» **Task statement**:
From the line with "Practice step: locate the sunlit" through the final line of the entries below, write out each line exactly and nothing else.

» **Data entries**:
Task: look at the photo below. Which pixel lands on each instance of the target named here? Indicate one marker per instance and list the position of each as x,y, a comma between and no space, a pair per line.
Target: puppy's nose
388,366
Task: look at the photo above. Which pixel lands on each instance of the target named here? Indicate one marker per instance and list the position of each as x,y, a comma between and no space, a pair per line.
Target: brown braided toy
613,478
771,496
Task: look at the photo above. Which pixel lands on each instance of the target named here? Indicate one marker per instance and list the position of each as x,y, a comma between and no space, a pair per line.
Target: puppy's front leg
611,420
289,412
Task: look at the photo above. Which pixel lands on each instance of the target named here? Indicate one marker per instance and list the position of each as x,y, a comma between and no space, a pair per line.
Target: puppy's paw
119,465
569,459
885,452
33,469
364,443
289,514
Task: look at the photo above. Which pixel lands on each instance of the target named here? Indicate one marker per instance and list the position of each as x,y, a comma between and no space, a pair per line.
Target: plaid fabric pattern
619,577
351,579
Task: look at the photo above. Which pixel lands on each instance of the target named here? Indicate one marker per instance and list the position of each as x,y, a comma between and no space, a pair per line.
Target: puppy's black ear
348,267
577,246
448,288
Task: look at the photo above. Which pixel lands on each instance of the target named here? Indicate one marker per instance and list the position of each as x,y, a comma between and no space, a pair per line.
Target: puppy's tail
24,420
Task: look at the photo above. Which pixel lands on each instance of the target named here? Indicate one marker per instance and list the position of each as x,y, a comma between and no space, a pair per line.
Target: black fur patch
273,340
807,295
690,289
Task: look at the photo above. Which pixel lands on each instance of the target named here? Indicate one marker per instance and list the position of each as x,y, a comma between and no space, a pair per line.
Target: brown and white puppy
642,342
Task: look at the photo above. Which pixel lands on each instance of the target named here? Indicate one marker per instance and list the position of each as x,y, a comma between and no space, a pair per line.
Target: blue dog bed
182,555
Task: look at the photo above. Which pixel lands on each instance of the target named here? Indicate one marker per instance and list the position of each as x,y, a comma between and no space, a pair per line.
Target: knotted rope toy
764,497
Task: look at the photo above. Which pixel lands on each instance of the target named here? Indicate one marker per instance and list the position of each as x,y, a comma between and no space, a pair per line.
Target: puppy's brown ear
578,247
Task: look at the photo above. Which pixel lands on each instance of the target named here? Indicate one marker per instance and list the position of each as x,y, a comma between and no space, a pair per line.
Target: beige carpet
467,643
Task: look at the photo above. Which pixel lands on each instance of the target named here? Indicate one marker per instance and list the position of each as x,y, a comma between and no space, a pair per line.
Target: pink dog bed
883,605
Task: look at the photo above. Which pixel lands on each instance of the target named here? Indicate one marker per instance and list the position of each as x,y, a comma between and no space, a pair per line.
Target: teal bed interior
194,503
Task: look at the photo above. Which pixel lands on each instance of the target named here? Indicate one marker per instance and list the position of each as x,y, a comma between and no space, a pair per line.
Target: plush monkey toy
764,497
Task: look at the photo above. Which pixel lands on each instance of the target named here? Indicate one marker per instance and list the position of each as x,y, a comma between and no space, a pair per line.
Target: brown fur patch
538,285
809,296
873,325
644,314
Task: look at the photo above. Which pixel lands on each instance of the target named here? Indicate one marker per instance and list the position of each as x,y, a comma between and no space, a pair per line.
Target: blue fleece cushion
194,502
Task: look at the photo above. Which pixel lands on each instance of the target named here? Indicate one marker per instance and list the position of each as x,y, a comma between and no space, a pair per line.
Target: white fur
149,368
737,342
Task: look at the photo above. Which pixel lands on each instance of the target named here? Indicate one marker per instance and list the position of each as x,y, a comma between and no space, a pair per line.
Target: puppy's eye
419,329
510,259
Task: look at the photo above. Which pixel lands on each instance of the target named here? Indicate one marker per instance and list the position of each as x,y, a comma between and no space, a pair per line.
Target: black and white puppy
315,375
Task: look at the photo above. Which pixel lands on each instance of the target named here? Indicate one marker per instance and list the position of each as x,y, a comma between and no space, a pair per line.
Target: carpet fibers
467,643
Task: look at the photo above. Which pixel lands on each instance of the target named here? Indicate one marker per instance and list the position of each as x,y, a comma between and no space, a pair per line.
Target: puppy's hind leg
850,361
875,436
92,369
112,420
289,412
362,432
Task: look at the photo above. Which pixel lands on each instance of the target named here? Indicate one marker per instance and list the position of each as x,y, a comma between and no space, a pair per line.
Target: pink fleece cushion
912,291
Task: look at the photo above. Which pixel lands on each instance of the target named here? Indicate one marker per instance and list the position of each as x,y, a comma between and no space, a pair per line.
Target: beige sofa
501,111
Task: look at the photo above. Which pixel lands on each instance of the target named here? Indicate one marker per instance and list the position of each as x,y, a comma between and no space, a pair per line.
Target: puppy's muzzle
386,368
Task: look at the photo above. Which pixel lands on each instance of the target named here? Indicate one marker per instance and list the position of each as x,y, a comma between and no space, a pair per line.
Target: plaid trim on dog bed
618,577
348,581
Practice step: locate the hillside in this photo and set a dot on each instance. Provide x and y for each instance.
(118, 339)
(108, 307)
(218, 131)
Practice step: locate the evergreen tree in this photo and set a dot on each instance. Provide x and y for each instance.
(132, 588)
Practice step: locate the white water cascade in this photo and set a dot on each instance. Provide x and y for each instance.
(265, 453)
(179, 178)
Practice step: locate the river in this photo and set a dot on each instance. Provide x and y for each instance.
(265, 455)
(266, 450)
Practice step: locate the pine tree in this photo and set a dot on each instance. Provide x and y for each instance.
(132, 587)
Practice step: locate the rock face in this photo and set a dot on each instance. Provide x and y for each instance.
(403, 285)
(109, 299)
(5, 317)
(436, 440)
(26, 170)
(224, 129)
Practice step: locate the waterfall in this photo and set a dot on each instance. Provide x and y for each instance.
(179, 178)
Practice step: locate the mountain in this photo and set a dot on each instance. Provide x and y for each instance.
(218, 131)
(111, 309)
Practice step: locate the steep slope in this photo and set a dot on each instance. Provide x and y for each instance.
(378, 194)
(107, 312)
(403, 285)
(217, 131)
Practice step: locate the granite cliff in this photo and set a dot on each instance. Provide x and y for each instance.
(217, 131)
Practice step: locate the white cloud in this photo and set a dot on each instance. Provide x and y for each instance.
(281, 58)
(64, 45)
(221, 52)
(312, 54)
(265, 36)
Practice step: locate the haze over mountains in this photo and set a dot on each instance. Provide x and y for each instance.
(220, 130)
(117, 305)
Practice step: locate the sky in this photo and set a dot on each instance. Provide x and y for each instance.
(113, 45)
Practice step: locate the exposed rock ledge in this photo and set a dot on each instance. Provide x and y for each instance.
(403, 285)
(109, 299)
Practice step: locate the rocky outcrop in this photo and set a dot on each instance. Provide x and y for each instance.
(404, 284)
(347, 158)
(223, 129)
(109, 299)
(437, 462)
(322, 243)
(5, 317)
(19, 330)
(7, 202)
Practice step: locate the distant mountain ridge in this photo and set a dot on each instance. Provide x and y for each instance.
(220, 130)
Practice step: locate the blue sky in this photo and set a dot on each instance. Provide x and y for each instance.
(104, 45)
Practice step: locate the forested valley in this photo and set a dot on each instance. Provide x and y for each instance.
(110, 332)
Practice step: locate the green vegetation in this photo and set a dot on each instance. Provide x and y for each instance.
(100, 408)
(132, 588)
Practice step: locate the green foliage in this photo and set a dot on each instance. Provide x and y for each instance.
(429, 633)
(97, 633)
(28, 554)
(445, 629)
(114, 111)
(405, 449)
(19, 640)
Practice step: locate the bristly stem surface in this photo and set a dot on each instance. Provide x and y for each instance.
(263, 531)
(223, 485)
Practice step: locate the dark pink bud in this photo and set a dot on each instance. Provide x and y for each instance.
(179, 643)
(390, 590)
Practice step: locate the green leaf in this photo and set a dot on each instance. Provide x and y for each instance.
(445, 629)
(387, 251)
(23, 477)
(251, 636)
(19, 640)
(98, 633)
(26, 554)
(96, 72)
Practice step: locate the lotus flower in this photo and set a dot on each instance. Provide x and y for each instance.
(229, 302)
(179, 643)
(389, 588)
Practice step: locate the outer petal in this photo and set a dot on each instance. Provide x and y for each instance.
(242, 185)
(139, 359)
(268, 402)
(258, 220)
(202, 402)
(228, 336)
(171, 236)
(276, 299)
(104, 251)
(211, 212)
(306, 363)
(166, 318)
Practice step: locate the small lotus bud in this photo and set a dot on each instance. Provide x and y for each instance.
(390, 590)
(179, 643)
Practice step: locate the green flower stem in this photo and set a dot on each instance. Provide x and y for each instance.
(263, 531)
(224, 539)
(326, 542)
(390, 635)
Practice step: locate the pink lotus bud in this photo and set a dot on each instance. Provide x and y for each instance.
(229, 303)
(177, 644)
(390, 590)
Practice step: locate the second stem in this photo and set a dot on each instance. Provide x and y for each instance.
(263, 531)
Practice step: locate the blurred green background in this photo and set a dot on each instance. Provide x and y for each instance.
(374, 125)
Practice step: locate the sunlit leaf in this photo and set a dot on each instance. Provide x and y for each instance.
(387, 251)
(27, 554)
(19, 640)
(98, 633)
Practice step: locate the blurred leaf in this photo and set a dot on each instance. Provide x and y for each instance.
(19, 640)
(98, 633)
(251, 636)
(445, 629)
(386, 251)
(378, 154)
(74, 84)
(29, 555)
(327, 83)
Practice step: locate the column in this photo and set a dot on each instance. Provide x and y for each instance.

» **Worked solution**:
Practice step: locate the sunlit leaf in this photo and set a dot on each instance. Provide x and y for each instance.
(387, 251)
(27, 554)
(19, 640)
(98, 633)
Practice step: locate the blurred leaf in this photo and set a dot on each instance. Provide x and y for each instance.
(19, 640)
(98, 633)
(251, 636)
(445, 629)
(386, 251)
(378, 154)
(74, 84)
(29, 555)
(327, 83)
Practice step: locate the column in this photo and set a dot on each instance. Provide x and y for each instance.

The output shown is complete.